• Required action A:
In the records, running from their first line through the line holding "positive clicks: (258, 49)", inclusive, switch "rough mask" to "coarse mask" and change nothing else. Leave the pictures out of your reply.
==== Selected text
Amateurs have amateur habits. Pros have pro habits. When we turn pro, we give up the comfortable life but we find our power. Steve answers the question, "How do we overcome Resistance?"

Turning-Pro

25 Comments

  1. Mary Doyle on November 13, 2019 at 4:39 am

    Thanks for this, Steve – I didn’t know that I needed to hear this until I read it!

    • Annette Tingle on November 13, 2019 at 3:44 pm

      Yes. You said it!

  2. Brian Nelson on November 13, 2019 at 7:19 am

    Steve,
    This is so spot-on for many vocations/pursuits. We were about to conduct a very complex and expensive intelligence training exercise, and were just finishing an mind-numbing meeting rehearsing the entire 2 week exercise in 15-30 minute chunks. We had a legal pad filled with mistakes, shortcomings, hidden obstacles we hadn’t considered before.
========
• Required action B:
Answer these about the Turning Pro post:
(i) What question does Steve answer?
(ii) On what date and at what time did Mary Doyle comment?
(iii) How long was the exercise Brian Nelson's group rehearsed, and in what size chunks?
==== Data supplied
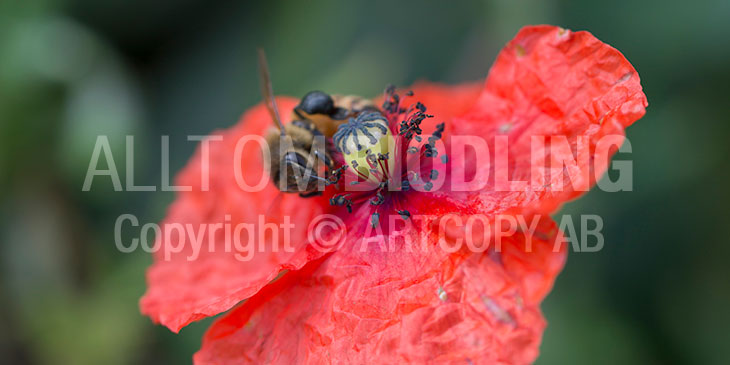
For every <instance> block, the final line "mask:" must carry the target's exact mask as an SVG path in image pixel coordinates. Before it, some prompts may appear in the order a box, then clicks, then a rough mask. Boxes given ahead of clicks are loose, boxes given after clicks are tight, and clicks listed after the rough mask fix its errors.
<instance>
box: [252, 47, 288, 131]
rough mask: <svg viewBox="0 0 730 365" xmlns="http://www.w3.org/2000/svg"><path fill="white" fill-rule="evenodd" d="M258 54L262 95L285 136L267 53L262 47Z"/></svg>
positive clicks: (258, 49)
mask: <svg viewBox="0 0 730 365" xmlns="http://www.w3.org/2000/svg"><path fill="white" fill-rule="evenodd" d="M258 52H259V76H261V93H262V94H263V97H264V102H265V103H266V108H268V109H269V114H271V119H272V120H273V121H274V123H275V124H276V126H277V127H278V128H279V130H280V131H281V135H282V136H283V135H284V134H285V133H284V125H283V124H282V123H281V118H280V117H279V108H278V107H277V106H276V98H275V97H274V89H273V88H272V86H271V77H270V76H269V66H268V64H267V63H266V53H264V49H263V48H260V47H259V49H258Z"/></svg>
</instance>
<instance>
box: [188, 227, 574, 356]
mask: <svg viewBox="0 0 730 365" xmlns="http://www.w3.org/2000/svg"><path fill="white" fill-rule="evenodd" d="M537 232H538V233H537V234H536V235H535V236H533V237H532V247H533V249H532V252H531V253H527V252H525V247H526V246H525V236H523V235H521V234H518V235H515V236H513V237H511V238H509V239H505V240H504V241H503V242H502V252H501V254H499V253H496V252H493V251H492V252H491V253H490V254H476V255H475V254H470V253H469V252H464V251H459V252H456V253H453V254H446V253H444V252H443V251H441V250H440V249H439V246H437V245H431V246H429V248H428V250H427V251H425V252H422V251H418V249H416V250H415V252H411V251H409V250H408V249H406V247H405V246H404V244H405V242H402V241H397V242H396V243H394V245H395V247H394V248H395V249H394V250H391V251H388V252H383V251H382V250H380V248H379V247H378V245H377V244H371V245H370V246H367V247H368V249H367V250H365V251H364V252H361V251H360V248H359V246H357V247H350V248H345V249H344V251H338V252H336V253H334V254H332V256H331V257H329V258H327V260H325V261H323V262H322V263H320V262H317V263H310V265H308V266H306V267H305V268H304V269H303V270H302V271H300V272H290V273H289V274H287V275H286V276H285V277H284V278H282V279H280V280H279V281H277V282H275V283H274V284H272V285H271V286H269V287H267V288H265V289H264V290H262V291H261V293H259V295H257V296H256V297H254V298H253V299H252V300H249V301H247V302H246V303H244V304H242V305H241V306H239V307H237V308H236V309H234V310H233V311H232V312H230V313H229V314H227V315H226V316H225V317H222V318H221V319H219V320H218V321H216V322H215V323H214V324H213V326H212V327H211V328H210V329H209V331H208V333H207V334H206V335H205V338H204V340H203V346H202V349H201V350H200V351H199V352H198V353H197V354H196V355H195V362H196V363H197V364H213V363H215V364H237V363H242V362H252V363H281V364H291V363H302V362H306V363H370V362H377V363H403V362H417V363H423V362H432V361H437V362H438V361H457V360H458V361H460V362H463V363H468V361H469V360H471V361H473V362H474V363H496V362H504V363H512V364H514V363H529V362H532V361H533V360H534V359H535V357H536V356H537V351H538V346H539V343H540V338H541V335H542V331H543V329H544V327H545V321H544V319H543V317H542V315H541V313H540V310H539V307H538V304H539V302H540V301H541V300H542V298H543V296H544V295H545V293H547V291H548V290H549V287H550V286H551V285H552V283H553V280H554V278H555V276H556V275H557V273H558V272H559V271H560V269H561V268H562V265H563V262H564V258H565V251H564V250H558V251H555V252H553V244H552V242H553V240H554V239H555V238H556V237H557V235H558V230H557V228H556V226H555V223H554V222H552V220H550V219H549V218H545V219H544V220H543V221H541V224H540V226H539V228H538V230H537ZM385 244H387V243H385Z"/></svg>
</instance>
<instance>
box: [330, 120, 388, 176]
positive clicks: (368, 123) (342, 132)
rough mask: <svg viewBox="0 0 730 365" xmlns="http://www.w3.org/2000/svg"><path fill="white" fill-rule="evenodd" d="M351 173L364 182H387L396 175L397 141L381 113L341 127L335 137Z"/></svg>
========
• Written reply A:
For every <instance> block, the final line "mask:" must carry the target's exact mask as an SVG path in image pixel coordinates. Before it, some prompts may appear in the order a box, then clicks, then a coarse mask. Boxes given ahead of clicks are loose, boxes given after clicks are tight, and clicks listed after the coarse mask fix its errors.
<instance>
box: [252, 47, 288, 131]
coarse mask: <svg viewBox="0 0 730 365" xmlns="http://www.w3.org/2000/svg"><path fill="white" fill-rule="evenodd" d="M258 54L262 95L285 136L267 53L262 47Z"/></svg>
positive clicks: (258, 49)

• Written reply B:
(i) "How do we overcome Resistance?"
(ii) November 13, 2019 at 4:39 am
(iii) 2 weeks, in 15-30 minute chunks